## Problem 1
In the Bayesian regression derivation, what prior distribution is specified for β?

I'll start from scratch, since the original post has some math typos like wrong signs, dropping the $V$ matrix, etc.
You've specified prior $p(\beta)=\mathcal{N}( 0, \sigma^2 V )$ and likelihood: $p(y | \beta ) = \mathcal{N}( B\beta, \sigma^2I )$.
We can write each of these purely as expressions of terms inside the $\exp$ that depend on $\beta$, grouping all terms unrelated to $\beta$ into a single constant:
$\log p( \beta ) + \mbox{const} = -\frac{1}{2\sigma^2} \beta^T V^{-1} \beta$
$\log p( y | \beta ) + \mbox{const} = -\frac{1}{2\sigma^2}( \beta^T B^TB \beta - 2y^T B \beta ) \quad$ (note that $y^TB\beta = \beta^T B^T y$ always)
Added these in log space and collecting like terms yields the unnormalized log posterior
$\log p( \beta | y ) + \mbox{const} = -\frac{1}{2\sigma^2}( \beta^T(V^{-1} + B^TB)\beta - 2y^T B \beta )\quad$ (1)
... here, we've used the standard identity $x^TAx + x^TCx = x^T(A+C)x$ for any vectors $x$ and matrices $A,C$ of appropriate size.

Saved data entries:
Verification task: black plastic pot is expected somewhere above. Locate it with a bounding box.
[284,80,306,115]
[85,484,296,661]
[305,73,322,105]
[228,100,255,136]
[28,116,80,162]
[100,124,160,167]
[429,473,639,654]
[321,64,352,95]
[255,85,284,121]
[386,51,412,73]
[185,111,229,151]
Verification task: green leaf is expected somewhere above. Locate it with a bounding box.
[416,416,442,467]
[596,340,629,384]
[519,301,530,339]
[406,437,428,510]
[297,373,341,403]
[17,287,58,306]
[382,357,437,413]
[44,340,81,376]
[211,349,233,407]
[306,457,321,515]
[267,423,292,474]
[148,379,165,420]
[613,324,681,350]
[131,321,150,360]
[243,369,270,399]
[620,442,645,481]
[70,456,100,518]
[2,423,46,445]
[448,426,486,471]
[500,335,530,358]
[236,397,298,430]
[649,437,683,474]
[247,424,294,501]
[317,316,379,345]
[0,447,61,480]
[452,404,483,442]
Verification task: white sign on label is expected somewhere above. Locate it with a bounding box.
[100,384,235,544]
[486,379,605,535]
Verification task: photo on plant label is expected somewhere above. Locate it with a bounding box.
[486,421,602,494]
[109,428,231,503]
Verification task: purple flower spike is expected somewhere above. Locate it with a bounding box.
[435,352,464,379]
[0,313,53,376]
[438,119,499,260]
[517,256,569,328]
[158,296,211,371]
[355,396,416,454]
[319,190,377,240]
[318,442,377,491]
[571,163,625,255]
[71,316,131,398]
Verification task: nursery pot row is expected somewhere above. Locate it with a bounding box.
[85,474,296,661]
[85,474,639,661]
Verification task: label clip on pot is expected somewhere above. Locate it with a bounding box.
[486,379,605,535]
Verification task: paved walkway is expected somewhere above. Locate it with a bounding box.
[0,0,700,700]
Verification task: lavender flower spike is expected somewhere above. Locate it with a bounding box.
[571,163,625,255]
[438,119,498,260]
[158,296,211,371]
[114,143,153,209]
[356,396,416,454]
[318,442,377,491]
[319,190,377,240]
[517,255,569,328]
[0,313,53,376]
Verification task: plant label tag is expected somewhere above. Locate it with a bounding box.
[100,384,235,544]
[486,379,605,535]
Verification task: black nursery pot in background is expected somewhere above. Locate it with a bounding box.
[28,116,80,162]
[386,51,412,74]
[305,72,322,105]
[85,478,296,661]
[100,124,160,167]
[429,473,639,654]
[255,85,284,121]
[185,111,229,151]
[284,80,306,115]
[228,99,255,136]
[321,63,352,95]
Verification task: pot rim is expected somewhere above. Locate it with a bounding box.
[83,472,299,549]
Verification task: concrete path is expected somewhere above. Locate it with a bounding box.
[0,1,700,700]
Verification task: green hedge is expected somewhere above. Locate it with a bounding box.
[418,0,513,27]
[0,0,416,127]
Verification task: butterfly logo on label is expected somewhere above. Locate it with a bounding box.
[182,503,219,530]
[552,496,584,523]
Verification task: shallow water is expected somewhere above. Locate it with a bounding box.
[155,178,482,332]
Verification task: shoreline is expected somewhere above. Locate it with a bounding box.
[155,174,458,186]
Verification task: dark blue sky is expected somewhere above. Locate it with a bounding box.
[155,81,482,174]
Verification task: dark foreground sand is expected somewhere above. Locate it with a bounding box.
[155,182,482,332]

## Problem 2
Give the part of the records that opens with the line containing "Verification task: green leaf" and closes with the line containing "[247,424,294,501]" as a two-column CSV with columns request and answer. Use one row per request, put each field in quotes, and replace line breaks with spaces.

## Expected answer 1
A normal distribution with mean 0 and covariance σ²V.

## Expected answer 2
request,answer
"Verification task: green leaf is expected somewhere above. Locate it with a bounding box.","[416,416,442,467] [596,340,629,384] [519,301,530,339] [406,437,428,510] [297,373,341,403] [17,287,58,306] [382,357,437,413] [44,340,81,376] [211,349,233,407] [306,457,321,515] [267,423,292,474] [148,379,165,420] [613,324,681,350] [131,321,150,360] [243,369,270,399] [620,442,645,481] [70,456,100,518] [2,423,46,445] [448,426,486,471] [500,335,530,358] [236,397,298,430] [649,437,683,474] [247,424,294,501]"